Bank Digital dan Keamanan Data Diramal Mewarnai Fintech RI pada 2021

Fahmi Ahmad Burhan
29 Desember 2020, 18:07
Bank Digital dan Keamanan Data Diramal Mewarnai Fintech RI pada 2021
Ajeng Dinar Ulfiana|KATADATA
(ki-ka) Sri Mulyani Menteri Keuangan Indonesia, Kepala Grup Inovasi Keuangan Digital Otoritas Jasa Keuangan (OJK) Triyono Gani, Perry Warjiyo Gubernur Bank Indonesia dan moderator dalam acara Indonesia Fintech Summit & Expo 2019 di Jakarta Convention Center,  Jakarta (23/9/2019).

Ekonom senior yang tergabung dalam Indonesia Fintech Society (IFSoc) memperkirakan lima tren bisnis di sektor teknologi finansial (fintech) pada 2021. Dua di antaranya bank digital dan pengetatan keamanan data pengguna.

Pertama, pengetatan keamanan data pengguna karena adanya Undang-undang Perlindungan Data Pribadi (UU PDP). Kementerian Komunikasi dan Informatika (Kominfo) dan DPR menargetkan regulasi ini rampung pada awal tahun depan.

Kepala Departemen Ekonomi Centre for Strategic and International Studies (CSIS) sekaligus Anggota Steering Committee IFSoc Yose Rizal Damuri menilai, fintech perlu menyiapkan langkah strategis terkait data. "Perlu antisipasi beragam risiko serangan siber, pencucian uang, resiko penyalahgunaan data pribadi, dan lainnya," kata dia dalam acara diskusi virtual Fintech Outlook 2021, Selasa (29/12).

Berdasarkan riset Asosiasi Fintech Indonesia (Aftech), 22% platform fintech pembayaran dan 18% pembiayaan (lending) pernah mengalami serangan siber. Sebanyak 95% dari 154 fintech mengaku, kurang dari 100 penggunanya mengalami serangan siber pada tahun lalu.

■ **Informasi yang Diberikan**:

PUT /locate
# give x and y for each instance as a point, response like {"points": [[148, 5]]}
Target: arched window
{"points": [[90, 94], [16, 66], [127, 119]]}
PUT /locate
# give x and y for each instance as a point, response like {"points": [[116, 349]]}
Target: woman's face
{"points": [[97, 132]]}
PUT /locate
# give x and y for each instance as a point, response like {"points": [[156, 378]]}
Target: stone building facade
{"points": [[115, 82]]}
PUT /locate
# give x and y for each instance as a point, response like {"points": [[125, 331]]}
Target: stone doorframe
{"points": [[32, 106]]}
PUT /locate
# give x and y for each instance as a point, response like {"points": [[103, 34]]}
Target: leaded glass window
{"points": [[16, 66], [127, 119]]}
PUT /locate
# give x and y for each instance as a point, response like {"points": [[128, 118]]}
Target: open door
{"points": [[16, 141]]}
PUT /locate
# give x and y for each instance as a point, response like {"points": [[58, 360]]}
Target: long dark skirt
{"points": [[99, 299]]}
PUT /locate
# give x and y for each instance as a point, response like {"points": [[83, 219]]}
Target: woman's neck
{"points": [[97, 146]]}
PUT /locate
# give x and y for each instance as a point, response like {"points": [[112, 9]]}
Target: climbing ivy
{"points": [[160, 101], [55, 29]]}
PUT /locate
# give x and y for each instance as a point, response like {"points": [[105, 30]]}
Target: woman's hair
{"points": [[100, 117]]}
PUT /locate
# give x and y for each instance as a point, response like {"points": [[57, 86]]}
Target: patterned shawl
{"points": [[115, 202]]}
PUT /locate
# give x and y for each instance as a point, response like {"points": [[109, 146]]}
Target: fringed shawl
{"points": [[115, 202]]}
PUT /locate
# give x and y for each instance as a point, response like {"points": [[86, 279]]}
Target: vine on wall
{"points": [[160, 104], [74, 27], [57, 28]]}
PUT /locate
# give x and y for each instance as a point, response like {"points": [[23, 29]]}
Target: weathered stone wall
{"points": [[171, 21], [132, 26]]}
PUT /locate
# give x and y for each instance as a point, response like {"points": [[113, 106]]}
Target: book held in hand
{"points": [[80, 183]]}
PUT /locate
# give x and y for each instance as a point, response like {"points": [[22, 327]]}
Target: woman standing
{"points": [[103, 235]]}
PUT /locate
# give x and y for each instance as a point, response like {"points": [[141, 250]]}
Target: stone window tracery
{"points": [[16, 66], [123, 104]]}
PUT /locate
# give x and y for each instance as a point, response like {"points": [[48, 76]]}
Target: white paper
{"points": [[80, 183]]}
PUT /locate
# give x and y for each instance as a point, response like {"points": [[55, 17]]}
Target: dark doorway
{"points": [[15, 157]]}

■ **Daftar Tugas**:
1) Sebutkan semua nama orang yang tercantum dalam artikel tentang tren fintech 2021.
2) Teruskan artikel tentang tren fintech 2021 mulai setelah kalimat terakhirnya.
Materi di atas tidak diperlukan untuk mengerjakan tugas.

■ **Jawaban Tugas**:
1) Fahmi Ahmad Burhan, Ajeng Dinar Ulfiana, Sri Mulyani, Triyono Gani, Perry Warjiyo, Yose Rizal Damuri

2)
Selain itu, riset Palo Alto Networks menyebutkan bahwa 66% dari 400 responden menilai platfom e-commerce berpotensi dibobol. Lalu 62% menyebut, sistem pembayaran digital berpeluang diretas.

Responden yang disurvei menjabat posisi manajemen perusahaan terkait teknologi informasi (IT) di Thailand, Indonesia, Filipina, dan Singapura. Survei dilakukan selama 6-15 Februari lalu.

Tren kedua yakni adanya regulasi-regulasi baru. Otoritas Jasa Keuangan (OJK) memang tengah menyiapkan aturan baru terkait teknologi finansial pembiayaan (fintech lending).

Beleid itu akan mengatur modal inti, perizinan, dan komposisi minimal untuk pinjaman produktif. Ini bakal menyempurnakan peraturan OJK (POJK) Nomor 77 Tahun 2016.

OJK juga menyiapkan aturan baru terkait empat jenis fintech yakni agregator, perencana keuangan, penilai risiko kredit (credit scoring), dan pendanaan proyek (project financing). Ini karena penggunaannya meningkat.

Tren ketiga, maraknya bank digital. "Pada 2021, kemungkinan besar bank digital akan berkembang pesat," kata Yose.

BCA misalnya, berencana mengubah Bank Royal yang diakuisisi menjadi Bank Digital BCA. BRI juga membuka peluang untuk mengonversi anak usaha menjadi bank digital.

Namun, Yose menilai perusahaan rintisan juga akan merambah area bank digital. Yang terbaru, Gojek melalui lini usahanya, GoPay, menambah porsi saham di Bank Jago menjadi 22%.

Sebelum GoPay, fintech lending atau pembiayaan Akulaku merambah bank digital dengan mengakuisisi Bank Yudha Bhakti pada 2019 yang kini menjadi Neo Commerce. 

Yose menilai, regulator semestinya membuat ketentuan khusus mengenai bank digital. Caranya, bisa dengan mencontoh Singapura yang sudah  mengeluarkan lisensi perbankan digital.

Tren keempat, penerapan elektronifikasi transaksi pemerintah daerah (pemda) dan Modul Penerimaan Negara Generasi Ketiga (MPN-G3). Ekonom sekaligus anggota Steering Committee IFSoc Agustinus Prasetyantoko menilai, pola interaksi masyarakat berubah ke arah digial.

Oleh karena itu, pemda perlu mengakomodir perubahan tersebut. bisa dimonitor dari satu platform, performa bisa dinilai, mana daerah yang cepat atau lambat," kata Prasetyantoko.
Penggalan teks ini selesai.